• [Your task]:
Reproduce the passage of the NHS computer crash article that opens with the words "NHS CfH said" and closes with "on 30 July.", swapping "inconvenience" for "disruption".
Extracted text: Begin
Update: Crash hits 80 NHS trusts

Priority services back online but others may take until Thursday...

By Steve Ranger, 1 August 2006 09:25

NEWS

Computer services are now being restored to 80 hospital trusts in the North West and West Midlands, hit by problems when the power supply to a data centre was interrupted.

NHS Connecting for Health (CfH), the agency responsible for health service IT, said some priority services were restored last night, and "a number" of the 80 affected trusts and primary care trusts across the region have had use of their patient administration system restored from the start of business today.

It said more trusts' systems have become operational during the morning and this number will build up throughout the day.

CfH said in a statement: "It is expected that all trusts in the region will have fully operational administration systems by early on Thursday."

In the meantime, hospital staff will use paper systems until their computer systems are restored.

NHS CfH said that it and supplier CSC "regret the inconvenience this incident is causing and are working to deliver fully restored services".

The agency said services provided by CSC Alliance for the NHS in the North West and West Midlands had suffered "serious interruption" since 10:00(BST) on 30 July.

It said the incident was caused by storage area network equipment failure, which has also hit several other organisations using the affected CSC Maidstone data centre.

CfH said "technical issues" following power system interruptions mean data held on computers in the central data centre for the region could not be accessed.

A statement from CfH said: "The nature of the incident meant service could not immediately be provided by the back-up systems, also provided by CSC Alliance. No data has been lost."
Extracted text: End
Excerpted records: Begin
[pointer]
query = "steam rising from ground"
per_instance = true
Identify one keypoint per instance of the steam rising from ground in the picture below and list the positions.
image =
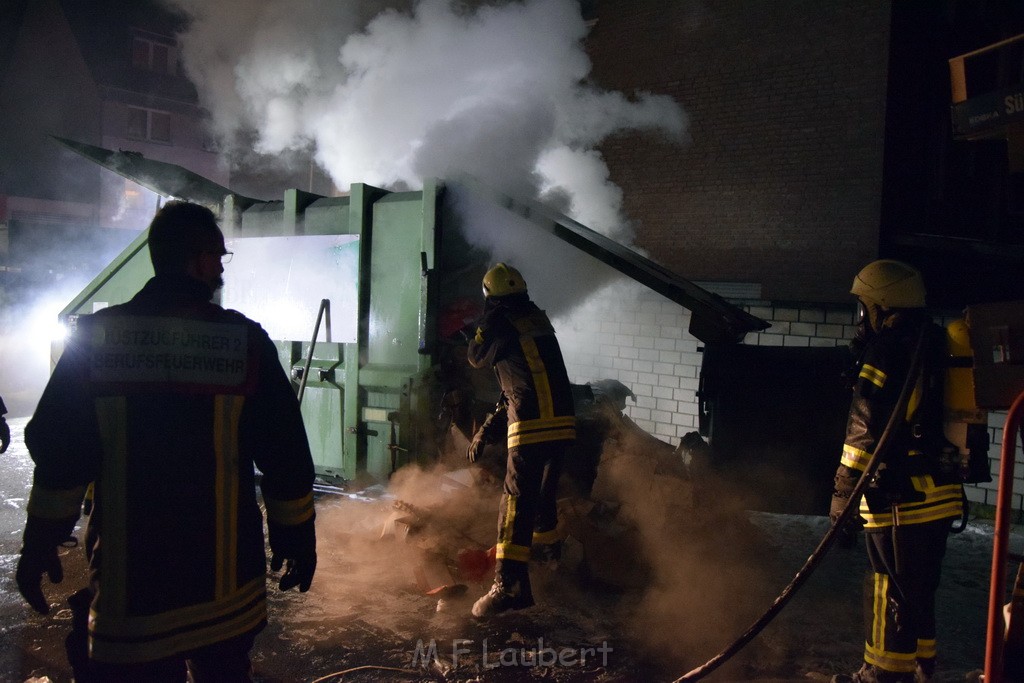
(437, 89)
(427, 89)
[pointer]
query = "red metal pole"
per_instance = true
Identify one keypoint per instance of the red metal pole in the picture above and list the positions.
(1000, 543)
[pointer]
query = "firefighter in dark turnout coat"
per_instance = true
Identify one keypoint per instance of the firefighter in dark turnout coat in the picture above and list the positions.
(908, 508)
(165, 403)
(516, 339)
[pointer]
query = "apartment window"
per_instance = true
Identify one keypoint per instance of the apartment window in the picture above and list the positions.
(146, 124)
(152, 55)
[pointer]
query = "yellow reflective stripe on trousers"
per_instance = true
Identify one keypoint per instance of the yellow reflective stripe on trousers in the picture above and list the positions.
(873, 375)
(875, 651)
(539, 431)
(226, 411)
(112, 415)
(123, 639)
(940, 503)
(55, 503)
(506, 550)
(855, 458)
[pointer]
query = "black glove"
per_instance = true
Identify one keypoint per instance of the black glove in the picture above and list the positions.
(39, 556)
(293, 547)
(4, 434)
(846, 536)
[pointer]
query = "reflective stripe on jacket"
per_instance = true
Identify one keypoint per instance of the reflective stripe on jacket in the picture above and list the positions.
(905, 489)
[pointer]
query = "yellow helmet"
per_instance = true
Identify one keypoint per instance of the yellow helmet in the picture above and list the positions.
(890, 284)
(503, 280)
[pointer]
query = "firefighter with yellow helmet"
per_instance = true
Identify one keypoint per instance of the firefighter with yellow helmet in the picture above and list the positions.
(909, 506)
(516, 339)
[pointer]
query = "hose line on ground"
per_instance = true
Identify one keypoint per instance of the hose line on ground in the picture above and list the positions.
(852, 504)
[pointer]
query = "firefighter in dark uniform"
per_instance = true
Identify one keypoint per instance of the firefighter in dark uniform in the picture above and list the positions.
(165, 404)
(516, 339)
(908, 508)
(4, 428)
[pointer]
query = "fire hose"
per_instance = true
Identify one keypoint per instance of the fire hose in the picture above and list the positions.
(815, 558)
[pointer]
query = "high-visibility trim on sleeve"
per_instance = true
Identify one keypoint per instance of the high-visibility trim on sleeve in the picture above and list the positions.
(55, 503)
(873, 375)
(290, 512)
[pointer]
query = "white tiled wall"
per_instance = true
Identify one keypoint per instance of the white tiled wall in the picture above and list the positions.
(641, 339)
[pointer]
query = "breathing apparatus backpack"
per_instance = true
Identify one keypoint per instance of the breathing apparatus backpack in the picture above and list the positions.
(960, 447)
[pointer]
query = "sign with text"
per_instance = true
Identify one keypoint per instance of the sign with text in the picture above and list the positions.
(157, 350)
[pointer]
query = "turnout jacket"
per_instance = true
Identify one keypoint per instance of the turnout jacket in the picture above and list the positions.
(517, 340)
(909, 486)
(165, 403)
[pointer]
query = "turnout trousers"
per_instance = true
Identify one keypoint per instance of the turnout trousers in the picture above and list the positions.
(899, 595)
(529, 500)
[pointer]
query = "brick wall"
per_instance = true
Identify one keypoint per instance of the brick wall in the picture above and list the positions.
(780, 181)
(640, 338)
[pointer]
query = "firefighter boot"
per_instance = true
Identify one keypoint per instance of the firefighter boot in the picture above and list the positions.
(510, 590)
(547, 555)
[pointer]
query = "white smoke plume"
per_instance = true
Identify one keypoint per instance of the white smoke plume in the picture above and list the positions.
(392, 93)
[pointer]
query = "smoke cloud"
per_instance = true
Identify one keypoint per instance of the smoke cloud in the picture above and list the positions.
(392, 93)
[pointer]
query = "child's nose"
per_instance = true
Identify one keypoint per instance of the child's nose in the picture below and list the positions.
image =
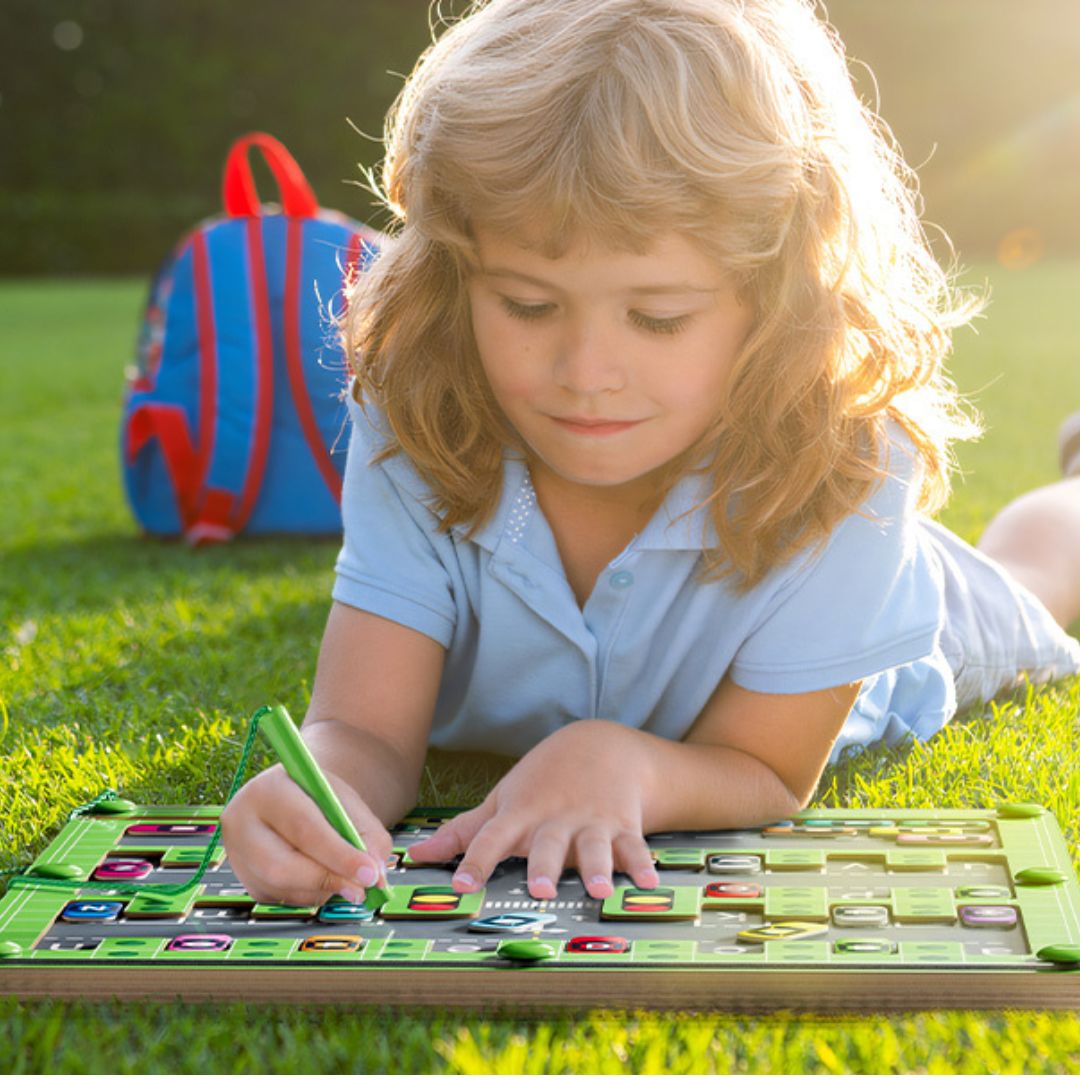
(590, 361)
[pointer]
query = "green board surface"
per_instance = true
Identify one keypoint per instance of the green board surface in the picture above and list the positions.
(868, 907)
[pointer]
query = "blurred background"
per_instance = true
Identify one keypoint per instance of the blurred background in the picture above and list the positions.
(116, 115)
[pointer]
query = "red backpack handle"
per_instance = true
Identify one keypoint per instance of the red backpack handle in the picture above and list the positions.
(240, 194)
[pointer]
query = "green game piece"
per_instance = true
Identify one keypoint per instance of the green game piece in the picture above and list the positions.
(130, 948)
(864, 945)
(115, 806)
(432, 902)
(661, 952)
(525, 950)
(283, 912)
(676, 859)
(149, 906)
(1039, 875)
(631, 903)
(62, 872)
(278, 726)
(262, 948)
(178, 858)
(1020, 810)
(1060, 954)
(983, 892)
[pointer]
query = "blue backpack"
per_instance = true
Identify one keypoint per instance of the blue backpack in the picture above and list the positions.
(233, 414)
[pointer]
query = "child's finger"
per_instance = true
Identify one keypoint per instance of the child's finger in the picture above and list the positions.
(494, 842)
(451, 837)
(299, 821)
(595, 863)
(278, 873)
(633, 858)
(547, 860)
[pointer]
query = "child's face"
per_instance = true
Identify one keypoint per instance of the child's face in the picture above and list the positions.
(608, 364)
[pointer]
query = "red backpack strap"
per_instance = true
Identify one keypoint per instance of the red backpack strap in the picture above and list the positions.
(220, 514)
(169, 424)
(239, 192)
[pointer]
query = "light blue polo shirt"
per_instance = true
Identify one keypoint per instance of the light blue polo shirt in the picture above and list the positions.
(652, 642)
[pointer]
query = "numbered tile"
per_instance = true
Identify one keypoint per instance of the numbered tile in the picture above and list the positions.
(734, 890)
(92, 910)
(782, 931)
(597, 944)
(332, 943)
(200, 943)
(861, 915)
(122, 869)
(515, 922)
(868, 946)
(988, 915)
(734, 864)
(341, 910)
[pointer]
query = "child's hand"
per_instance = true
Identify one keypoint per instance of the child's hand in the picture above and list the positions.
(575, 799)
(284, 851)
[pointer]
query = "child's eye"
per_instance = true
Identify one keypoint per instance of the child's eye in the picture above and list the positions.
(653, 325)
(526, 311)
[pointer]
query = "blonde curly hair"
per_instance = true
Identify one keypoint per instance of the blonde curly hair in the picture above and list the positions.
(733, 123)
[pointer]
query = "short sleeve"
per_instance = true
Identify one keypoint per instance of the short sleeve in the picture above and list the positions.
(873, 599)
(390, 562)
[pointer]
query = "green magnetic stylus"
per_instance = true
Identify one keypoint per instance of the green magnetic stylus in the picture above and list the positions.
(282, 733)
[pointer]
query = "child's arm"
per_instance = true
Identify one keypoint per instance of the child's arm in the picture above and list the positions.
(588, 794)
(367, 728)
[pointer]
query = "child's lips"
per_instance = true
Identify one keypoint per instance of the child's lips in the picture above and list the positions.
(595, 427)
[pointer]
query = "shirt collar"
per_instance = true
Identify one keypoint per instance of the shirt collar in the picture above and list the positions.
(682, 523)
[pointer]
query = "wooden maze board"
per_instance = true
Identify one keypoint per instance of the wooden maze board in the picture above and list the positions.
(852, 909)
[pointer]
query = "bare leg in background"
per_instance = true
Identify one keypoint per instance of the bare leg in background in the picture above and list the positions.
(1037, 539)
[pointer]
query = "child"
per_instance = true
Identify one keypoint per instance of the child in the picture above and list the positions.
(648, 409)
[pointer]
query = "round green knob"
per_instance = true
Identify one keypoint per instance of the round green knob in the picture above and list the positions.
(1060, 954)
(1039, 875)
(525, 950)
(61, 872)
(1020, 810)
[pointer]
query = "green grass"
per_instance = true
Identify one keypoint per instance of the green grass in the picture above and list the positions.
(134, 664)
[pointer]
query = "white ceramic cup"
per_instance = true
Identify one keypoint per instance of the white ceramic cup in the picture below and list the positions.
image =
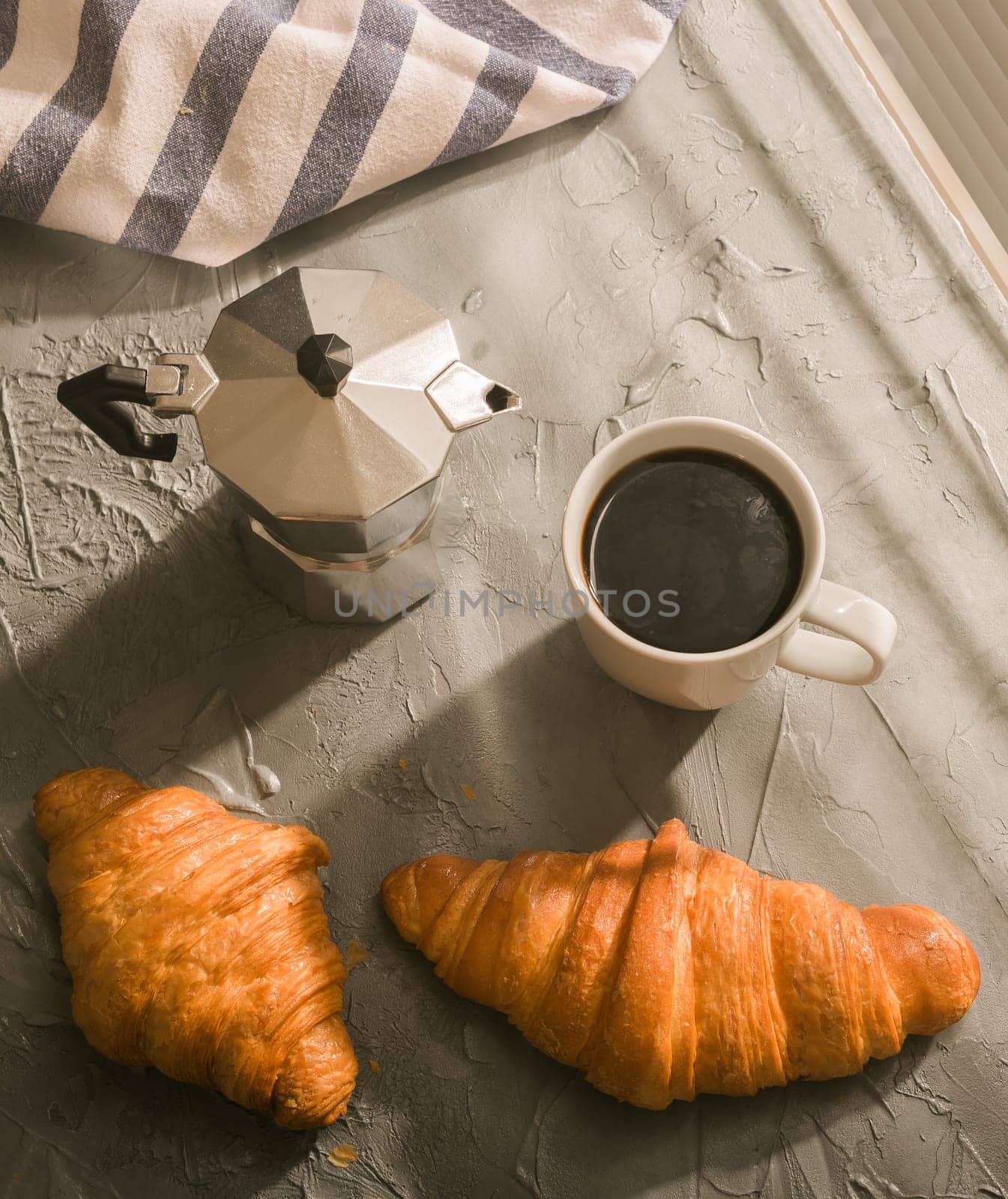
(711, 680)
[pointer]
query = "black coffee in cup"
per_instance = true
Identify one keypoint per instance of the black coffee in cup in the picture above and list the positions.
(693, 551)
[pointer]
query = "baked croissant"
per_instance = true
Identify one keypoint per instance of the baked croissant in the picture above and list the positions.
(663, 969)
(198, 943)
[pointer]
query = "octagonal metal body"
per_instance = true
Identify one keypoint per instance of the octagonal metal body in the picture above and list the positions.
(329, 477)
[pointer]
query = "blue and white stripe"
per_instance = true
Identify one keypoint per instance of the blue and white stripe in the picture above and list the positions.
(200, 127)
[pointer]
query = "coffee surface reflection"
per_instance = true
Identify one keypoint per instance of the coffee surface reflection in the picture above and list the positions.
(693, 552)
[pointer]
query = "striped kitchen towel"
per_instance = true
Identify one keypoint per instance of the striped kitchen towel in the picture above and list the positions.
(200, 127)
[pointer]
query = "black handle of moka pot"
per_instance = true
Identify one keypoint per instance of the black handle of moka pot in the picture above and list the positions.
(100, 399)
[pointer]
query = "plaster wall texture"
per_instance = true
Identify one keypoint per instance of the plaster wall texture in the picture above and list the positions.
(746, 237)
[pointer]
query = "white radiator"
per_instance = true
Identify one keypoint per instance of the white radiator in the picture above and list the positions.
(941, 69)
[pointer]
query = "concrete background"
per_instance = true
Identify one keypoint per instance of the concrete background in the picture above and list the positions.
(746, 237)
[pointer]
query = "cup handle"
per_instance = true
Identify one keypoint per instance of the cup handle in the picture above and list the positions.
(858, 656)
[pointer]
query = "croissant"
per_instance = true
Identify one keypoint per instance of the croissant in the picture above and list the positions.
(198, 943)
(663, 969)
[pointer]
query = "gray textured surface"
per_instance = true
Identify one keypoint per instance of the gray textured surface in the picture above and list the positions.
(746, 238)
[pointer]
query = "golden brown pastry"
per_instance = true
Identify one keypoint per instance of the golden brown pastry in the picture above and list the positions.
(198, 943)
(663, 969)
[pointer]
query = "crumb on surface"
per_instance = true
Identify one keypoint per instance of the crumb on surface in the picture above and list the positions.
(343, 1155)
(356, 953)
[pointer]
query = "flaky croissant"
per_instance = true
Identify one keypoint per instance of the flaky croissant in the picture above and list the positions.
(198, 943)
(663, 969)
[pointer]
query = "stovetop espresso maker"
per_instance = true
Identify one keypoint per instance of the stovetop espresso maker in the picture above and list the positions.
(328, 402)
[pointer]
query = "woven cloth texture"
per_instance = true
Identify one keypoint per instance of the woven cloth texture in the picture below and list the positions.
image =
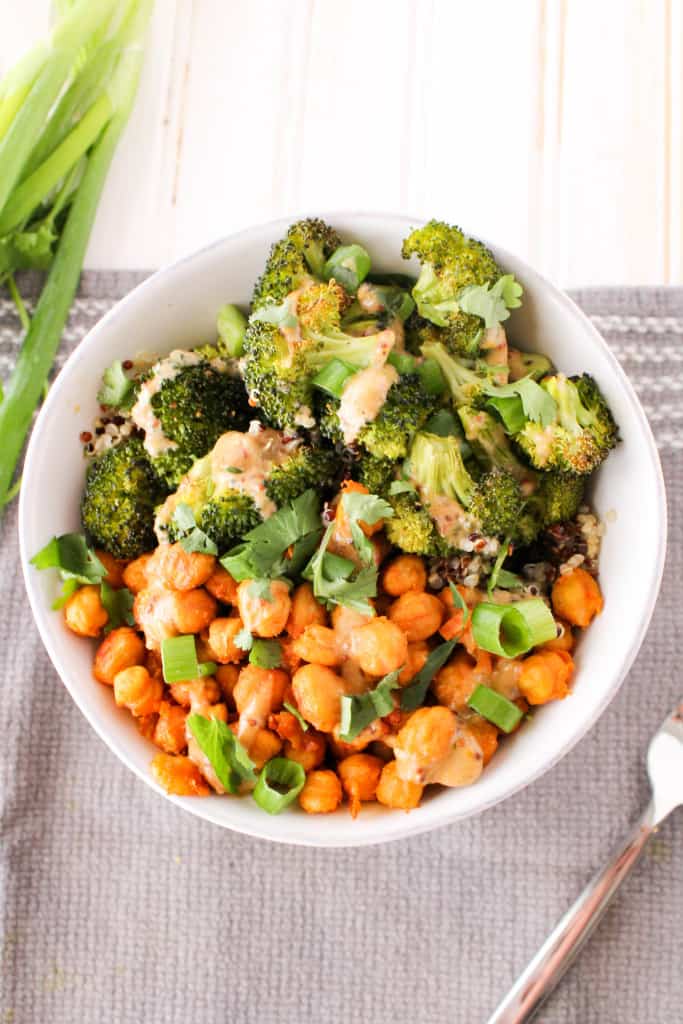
Excerpted records: End
• [Answer space]:
NHS CfH said that it and supplier CSC "regret the disruption this incident is causing and are working to deliver fully restored services".

The agency said services provided by CSC Alliance for the NHS in the North West and West Midlands had suffered "serious interruption" since 10:00(BST) on 30 July.